# TASK:
Extract all of the data and reproduce it precisely.

(Region segmentation data)
======

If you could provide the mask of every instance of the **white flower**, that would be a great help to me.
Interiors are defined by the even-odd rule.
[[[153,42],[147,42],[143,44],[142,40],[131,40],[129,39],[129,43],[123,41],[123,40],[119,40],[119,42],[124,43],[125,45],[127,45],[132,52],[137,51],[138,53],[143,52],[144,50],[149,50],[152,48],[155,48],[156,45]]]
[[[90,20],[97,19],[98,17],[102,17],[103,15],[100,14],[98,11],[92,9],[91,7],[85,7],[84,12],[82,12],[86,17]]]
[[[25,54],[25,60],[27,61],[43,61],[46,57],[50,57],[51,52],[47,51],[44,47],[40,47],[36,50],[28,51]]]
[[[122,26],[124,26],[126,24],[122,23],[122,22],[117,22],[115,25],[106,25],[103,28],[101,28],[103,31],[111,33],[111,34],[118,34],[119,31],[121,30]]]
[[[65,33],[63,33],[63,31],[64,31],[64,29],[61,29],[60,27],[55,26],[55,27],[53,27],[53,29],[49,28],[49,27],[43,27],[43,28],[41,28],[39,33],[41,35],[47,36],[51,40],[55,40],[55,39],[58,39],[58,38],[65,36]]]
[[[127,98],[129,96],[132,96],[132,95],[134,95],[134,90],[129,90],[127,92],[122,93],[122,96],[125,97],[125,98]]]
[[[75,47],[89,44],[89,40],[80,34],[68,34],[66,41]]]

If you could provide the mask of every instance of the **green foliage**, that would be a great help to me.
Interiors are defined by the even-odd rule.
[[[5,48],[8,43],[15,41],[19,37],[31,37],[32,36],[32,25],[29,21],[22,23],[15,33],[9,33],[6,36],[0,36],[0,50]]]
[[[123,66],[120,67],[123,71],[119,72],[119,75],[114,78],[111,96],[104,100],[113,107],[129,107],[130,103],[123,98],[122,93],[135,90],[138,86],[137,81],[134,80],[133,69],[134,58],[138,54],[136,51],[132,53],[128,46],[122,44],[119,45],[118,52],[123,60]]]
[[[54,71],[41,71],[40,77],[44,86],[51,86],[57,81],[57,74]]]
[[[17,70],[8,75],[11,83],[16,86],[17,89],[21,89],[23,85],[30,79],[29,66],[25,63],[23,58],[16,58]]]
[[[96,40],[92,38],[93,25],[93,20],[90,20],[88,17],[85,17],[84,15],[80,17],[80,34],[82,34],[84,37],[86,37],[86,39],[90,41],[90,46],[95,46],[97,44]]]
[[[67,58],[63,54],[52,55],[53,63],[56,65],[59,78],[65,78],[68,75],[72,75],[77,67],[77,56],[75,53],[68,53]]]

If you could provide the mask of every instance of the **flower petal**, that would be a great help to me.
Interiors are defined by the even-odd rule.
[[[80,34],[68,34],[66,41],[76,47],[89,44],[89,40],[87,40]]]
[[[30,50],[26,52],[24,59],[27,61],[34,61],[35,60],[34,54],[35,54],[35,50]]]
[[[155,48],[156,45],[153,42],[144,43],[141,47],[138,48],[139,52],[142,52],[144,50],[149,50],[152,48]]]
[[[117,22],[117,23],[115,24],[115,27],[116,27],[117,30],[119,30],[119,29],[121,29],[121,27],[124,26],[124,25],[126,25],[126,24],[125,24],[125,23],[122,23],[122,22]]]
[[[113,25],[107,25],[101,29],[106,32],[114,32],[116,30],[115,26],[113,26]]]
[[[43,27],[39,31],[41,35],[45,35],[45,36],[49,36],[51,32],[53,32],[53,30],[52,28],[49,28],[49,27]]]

======

# FULL OUTPUT:
If you could provide the mask of every instance of the **white flower**, that would be a great help to me.
Interiors are defined by the even-odd rule.
[[[153,42],[147,42],[143,44],[142,40],[131,40],[129,39],[129,43],[123,41],[123,40],[119,40],[119,42],[124,43],[125,45],[127,45],[132,52],[137,51],[138,53],[143,52],[144,50],[149,50],[152,48],[155,48],[156,45]]]
[[[90,20],[97,19],[98,17],[102,17],[103,15],[100,14],[98,11],[92,9],[91,7],[85,7],[84,12],[82,12],[86,17]]]
[[[25,54],[25,60],[27,61],[43,61],[46,57],[50,57],[51,52],[47,51],[44,47],[40,47],[36,50],[28,51]]]
[[[122,26],[124,26],[126,24],[122,23],[122,22],[117,22],[115,25],[106,25],[103,28],[101,28],[103,31],[111,33],[111,34],[118,34],[119,31],[121,30]]]
[[[65,33],[63,33],[63,31],[64,31],[64,29],[61,29],[60,27],[55,26],[55,27],[53,27],[53,29],[49,28],[49,27],[43,27],[43,28],[41,28],[39,33],[41,35],[47,36],[51,40],[55,40],[55,39],[58,39],[58,38],[65,36]]]
[[[127,98],[129,96],[132,96],[132,95],[134,95],[134,90],[129,90],[127,92],[122,93],[122,96],[125,97],[125,98]]]
[[[75,47],[89,44],[89,40],[80,34],[68,34],[66,41]]]

If you could provide the mask of every instance of the **green foliage**, that would be a great help to me.
Interiors are defined by the even-odd rule.
[[[5,48],[8,43],[15,41],[19,37],[31,37],[32,36],[32,25],[29,21],[22,23],[15,33],[9,33],[6,36],[0,36],[0,50]]]
[[[123,66],[120,67],[123,71],[119,72],[119,75],[114,78],[111,96],[104,100],[113,107],[129,107],[130,103],[123,98],[122,93],[135,90],[138,86],[137,81],[134,80],[133,69],[134,58],[138,54],[136,51],[132,53],[128,46],[122,44],[119,45],[118,52],[123,60]]]
[[[54,71],[41,71],[40,77],[44,86],[51,86],[57,81],[57,74]]]
[[[17,70],[8,75],[11,83],[16,86],[17,89],[21,89],[23,85],[30,79],[29,66],[25,63],[23,58],[16,58]]]
[[[96,40],[92,38],[93,25],[93,20],[90,20],[88,17],[85,17],[84,15],[80,17],[80,34],[82,34],[84,37],[86,37],[86,39],[90,41],[90,46],[95,46],[97,44]]]
[[[67,58],[63,54],[52,55],[53,63],[56,65],[59,78],[65,78],[68,75],[72,75],[77,67],[77,56],[75,53],[68,53]]]

If you could provide the mask of every instance of the **flower petal**, that would be a great help to me.
Interiors are defined by the even-odd rule.
[[[80,34],[68,34],[66,41],[76,47],[89,44],[89,40],[87,40]]]
[[[30,50],[26,52],[24,59],[27,61],[34,61],[35,60],[34,54],[35,54],[35,50]]]
[[[155,48],[156,45],[153,42],[144,43],[141,47],[138,48],[139,52],[142,52],[144,50],[149,50],[152,48]]]
[[[117,22],[117,23],[115,24],[115,27],[116,27],[117,30],[119,30],[119,29],[121,29],[121,27],[124,26],[124,25],[126,25],[126,24],[125,24],[125,23],[122,23],[122,22]]]
[[[113,25],[107,25],[101,29],[106,32],[114,32],[116,30],[115,26],[113,26]]]
[[[43,27],[39,31],[41,35],[45,35],[45,36],[49,36],[51,32],[53,32],[53,30],[52,28],[49,28],[49,27]]]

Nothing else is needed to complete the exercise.